◆ THE REQUEST: Filter the listing below and copy each line containing the word "white". Case counts.

◆ ENTRIES:
┌──

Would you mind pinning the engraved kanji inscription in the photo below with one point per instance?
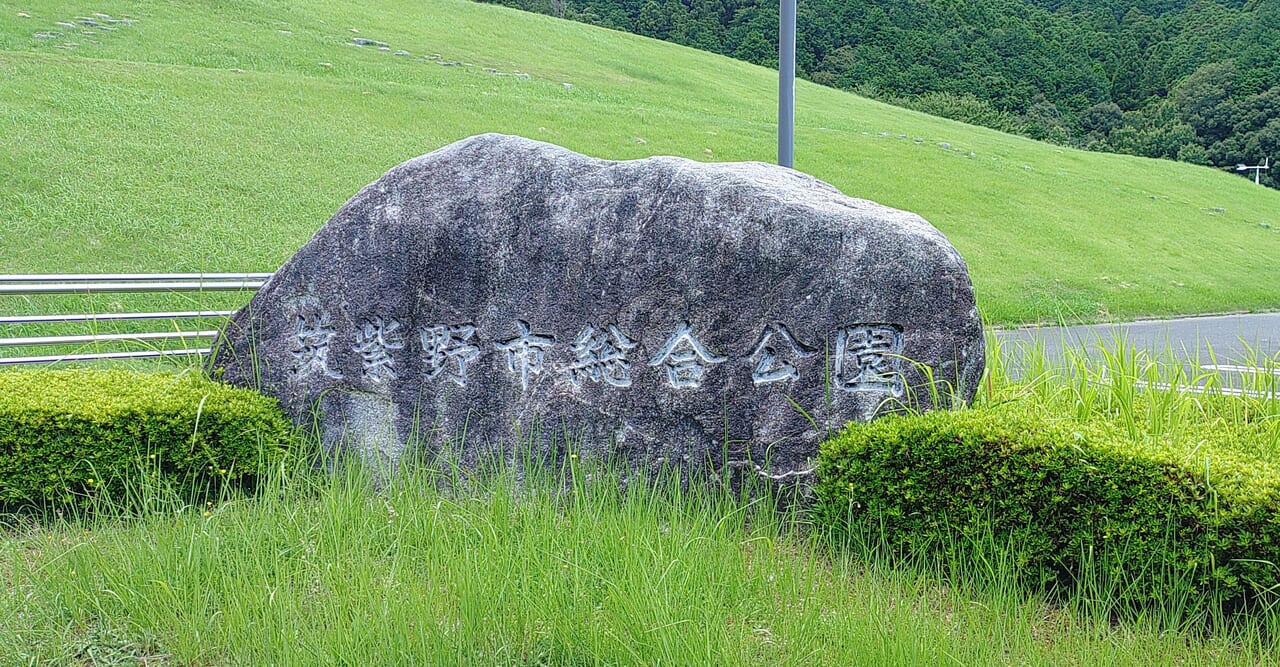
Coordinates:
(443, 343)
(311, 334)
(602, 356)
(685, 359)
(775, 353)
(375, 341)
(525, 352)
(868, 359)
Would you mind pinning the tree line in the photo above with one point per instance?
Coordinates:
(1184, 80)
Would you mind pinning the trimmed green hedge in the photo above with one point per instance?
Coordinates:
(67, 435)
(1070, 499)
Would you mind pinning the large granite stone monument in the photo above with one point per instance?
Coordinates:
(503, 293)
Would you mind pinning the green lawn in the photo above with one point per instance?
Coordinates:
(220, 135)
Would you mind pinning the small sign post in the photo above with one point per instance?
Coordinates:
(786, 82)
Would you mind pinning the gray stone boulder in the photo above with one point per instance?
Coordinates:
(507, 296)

└──
┌──

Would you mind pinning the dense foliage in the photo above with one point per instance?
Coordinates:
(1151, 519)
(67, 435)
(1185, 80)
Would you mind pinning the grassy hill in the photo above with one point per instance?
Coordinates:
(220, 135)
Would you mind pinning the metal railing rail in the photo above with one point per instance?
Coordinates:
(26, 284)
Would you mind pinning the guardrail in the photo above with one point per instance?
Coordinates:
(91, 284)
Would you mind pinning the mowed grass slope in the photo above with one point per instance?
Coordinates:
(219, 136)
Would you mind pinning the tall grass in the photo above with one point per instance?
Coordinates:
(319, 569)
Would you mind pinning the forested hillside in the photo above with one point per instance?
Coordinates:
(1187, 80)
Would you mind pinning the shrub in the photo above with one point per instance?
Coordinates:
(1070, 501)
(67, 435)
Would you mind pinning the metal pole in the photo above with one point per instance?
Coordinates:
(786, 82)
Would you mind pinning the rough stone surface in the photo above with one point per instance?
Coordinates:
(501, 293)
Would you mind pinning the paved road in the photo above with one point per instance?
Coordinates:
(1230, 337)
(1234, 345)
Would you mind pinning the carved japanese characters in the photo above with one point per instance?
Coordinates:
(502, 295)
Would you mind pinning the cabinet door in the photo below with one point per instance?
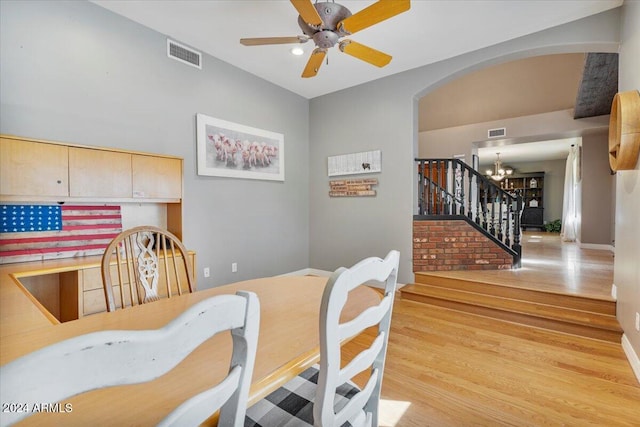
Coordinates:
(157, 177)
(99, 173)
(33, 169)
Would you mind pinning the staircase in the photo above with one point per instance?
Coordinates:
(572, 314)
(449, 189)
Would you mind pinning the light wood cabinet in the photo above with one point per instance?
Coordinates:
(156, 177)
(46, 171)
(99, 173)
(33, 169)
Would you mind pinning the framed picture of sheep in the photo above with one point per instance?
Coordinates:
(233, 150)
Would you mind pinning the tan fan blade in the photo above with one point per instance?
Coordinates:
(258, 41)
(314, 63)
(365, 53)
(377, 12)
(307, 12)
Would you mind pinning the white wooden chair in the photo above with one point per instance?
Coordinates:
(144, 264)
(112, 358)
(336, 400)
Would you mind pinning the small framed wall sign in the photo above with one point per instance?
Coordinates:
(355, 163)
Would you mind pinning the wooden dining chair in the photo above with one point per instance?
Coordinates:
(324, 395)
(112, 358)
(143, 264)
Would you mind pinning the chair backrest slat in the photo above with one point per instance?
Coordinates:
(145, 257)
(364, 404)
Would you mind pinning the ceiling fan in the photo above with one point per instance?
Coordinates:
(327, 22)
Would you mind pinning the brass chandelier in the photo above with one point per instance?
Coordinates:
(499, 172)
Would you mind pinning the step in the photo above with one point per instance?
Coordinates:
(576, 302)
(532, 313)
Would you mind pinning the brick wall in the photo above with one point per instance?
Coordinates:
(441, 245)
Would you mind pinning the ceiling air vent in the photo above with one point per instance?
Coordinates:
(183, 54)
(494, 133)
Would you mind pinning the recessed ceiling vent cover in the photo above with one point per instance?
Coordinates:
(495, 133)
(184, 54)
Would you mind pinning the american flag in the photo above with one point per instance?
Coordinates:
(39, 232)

└──
┌──

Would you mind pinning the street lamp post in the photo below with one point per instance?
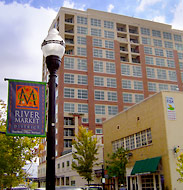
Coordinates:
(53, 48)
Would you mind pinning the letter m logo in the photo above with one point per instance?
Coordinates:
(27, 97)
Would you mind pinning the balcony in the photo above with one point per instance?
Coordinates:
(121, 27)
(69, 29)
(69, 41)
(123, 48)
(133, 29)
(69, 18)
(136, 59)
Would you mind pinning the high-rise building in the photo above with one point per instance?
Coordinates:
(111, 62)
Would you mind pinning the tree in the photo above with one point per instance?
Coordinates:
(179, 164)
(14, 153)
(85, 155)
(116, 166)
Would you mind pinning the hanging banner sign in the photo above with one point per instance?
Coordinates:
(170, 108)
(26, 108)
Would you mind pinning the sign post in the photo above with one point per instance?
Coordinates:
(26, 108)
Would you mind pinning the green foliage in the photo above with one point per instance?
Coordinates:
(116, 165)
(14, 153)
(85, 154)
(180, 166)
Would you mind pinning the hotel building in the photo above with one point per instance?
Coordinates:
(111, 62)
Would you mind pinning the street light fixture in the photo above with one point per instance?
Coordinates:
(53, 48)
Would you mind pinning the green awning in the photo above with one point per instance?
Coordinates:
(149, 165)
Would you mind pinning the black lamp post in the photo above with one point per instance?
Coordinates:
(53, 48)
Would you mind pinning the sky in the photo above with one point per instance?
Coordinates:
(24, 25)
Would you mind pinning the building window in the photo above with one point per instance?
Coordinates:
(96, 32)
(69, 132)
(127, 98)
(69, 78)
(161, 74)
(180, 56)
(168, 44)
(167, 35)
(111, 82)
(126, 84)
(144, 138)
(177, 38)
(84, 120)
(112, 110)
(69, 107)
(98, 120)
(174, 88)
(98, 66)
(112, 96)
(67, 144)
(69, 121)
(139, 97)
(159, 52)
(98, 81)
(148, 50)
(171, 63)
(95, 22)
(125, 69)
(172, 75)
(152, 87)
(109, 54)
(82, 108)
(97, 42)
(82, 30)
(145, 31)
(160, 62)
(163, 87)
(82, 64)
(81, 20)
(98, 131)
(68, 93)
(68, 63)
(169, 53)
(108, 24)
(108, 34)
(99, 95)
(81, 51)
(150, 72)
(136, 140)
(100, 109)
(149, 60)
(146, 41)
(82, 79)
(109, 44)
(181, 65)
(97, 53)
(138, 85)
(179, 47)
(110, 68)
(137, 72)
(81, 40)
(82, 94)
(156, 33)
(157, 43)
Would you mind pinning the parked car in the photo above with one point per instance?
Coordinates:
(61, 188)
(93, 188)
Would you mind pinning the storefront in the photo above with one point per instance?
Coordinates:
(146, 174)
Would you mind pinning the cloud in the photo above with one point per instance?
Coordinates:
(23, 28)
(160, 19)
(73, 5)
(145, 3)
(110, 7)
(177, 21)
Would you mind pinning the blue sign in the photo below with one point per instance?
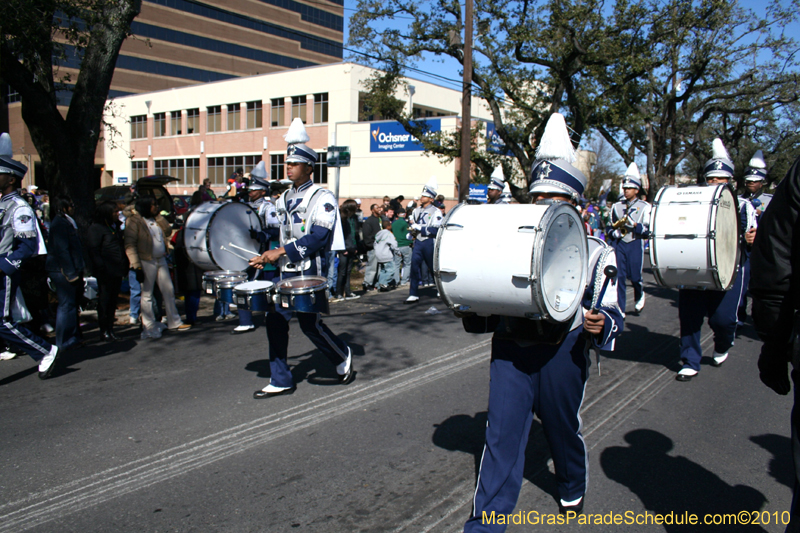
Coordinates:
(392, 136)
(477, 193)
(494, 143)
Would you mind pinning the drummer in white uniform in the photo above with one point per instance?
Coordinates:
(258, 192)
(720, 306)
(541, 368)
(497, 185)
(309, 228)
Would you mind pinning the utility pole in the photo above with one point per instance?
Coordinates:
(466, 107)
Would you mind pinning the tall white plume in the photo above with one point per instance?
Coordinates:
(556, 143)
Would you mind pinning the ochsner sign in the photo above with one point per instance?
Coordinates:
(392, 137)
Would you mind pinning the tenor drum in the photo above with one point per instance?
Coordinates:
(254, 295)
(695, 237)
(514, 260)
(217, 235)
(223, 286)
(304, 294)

└──

◆ EXERCISE RESULT:
Would you mind pinning the white wooden chair in the photo above with one point per instance?
Would you mind pinning the drummer in white uniform in the photo above with one point per instance?
Would you mind pinning the tall white plume in the photo above with one point per instance?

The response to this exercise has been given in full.